**Extract**:
Shanmugam is very fond of Lakshmi and treats her as his own mother. Shanmugam falls in love with Shakuntala who is employed in the same house. Kannamma is the only daughter of Lakshmi and she returns to the village post completion of her studies from abroad. While Lakshmi dreams of marrying Kannamma to Shanmugam, she has other plans. Kannamma discloses that she is in love with her classmate Raja. Although not interested, Lakshmi agrees for the wedding.
One day, Shanmugam is sick and Sakunthala plays a prank on him without knowing by making him jump in the river which makes his condition worse. However, Shakuntala saves him, but Shanmugam shivers in cold. Accidentally, they both enter into a physical relationship and Shanmugam promises to marry her. Meanwhile, on the day of Kannamma's marriage, Raja and his parents cancel the wedding knowing that all their properties actually belong to Shanmugam only. Rajarathinam gets shocked knowing the truth. To save the life of Kannamma, Lakshmi requests Shanmugam to marry her. As Shanmugam could not turn down her request, he agrees and marries Kannamma.

To Shanmugam's shock, Shakuntala gets pregnant so she decides to leave the village as she does not want to interrupt Shanmugam's life once again. But Shanmugam stops her and accommodates her in their farmhouse, which is managed by Mani, Rajarathinam's sidekick who was a corrupt person but has just reformed after seeing their sacrifices for each other and feels proud of them. Shanmugam secretly visits Shakuntala and takes her to hospital for periodical check-up. Kannamma also visits the same doctor once and she spots Shanmugam and Shakuntala together. Kannamma feels heartbroken but understands the situation of Shanmugam. Shakuntala discloses the truth and speaks in favour of Shanmugam. Rajarathinam's henchmen try to kill Shakuntala and her baby. But she is saved by Kannamma and the baby is delivered successfully. Shanmugam, with a greater upper hand, fights with and defeats both his own uncle and his henchmen. Finally, Shanmugam is married to Shakuntala but begins a fresh life with Kannamma, on Shakuntala's advice and hence the movie ends with a happy ending.

**Stored items**:
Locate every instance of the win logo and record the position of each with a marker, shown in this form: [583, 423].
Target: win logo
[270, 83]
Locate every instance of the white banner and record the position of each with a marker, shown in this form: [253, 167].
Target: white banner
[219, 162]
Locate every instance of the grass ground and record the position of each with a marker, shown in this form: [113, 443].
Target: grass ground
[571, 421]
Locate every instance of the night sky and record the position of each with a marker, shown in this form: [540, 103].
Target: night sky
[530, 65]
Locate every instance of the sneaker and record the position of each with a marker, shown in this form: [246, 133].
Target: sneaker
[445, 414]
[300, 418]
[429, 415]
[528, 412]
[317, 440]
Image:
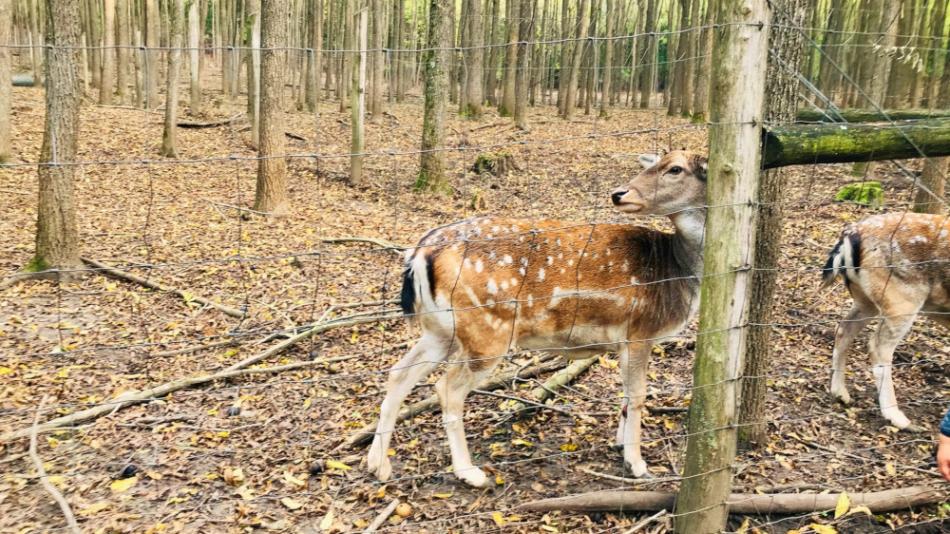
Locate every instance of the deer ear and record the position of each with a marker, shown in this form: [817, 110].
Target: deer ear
[648, 160]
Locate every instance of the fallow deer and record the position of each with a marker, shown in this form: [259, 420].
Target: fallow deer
[896, 266]
[482, 287]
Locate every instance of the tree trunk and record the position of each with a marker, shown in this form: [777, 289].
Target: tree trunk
[526, 30]
[175, 12]
[358, 98]
[253, 22]
[606, 99]
[107, 79]
[436, 78]
[511, 60]
[579, 46]
[123, 40]
[194, 55]
[152, 54]
[271, 195]
[735, 138]
[379, 40]
[57, 232]
[931, 192]
[648, 72]
[787, 45]
[6, 77]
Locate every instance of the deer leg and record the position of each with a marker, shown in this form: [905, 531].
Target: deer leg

**What the task asks**:
Do these statements agree with the plot summary? (a) Kannamma comes back to the village after finishing her studies abroad. (b) Raja and his parents call off the wedding because Kannamma loves someone else. (c) Mani saves Shakuntala from Rajarathinam's henchmen. Answer yes or no for each, quoting the deciding words of the plot summary.

**Answer box**:
(a) Yes: "she returns to the village post completion of her studies from abroad."
(b) No: "Raja and his parents cancel the wedding knowing that all their properties actually belong to Shanmugam only."
(c) No: "But she is saved by Kannamma and the baby is delivered successfully."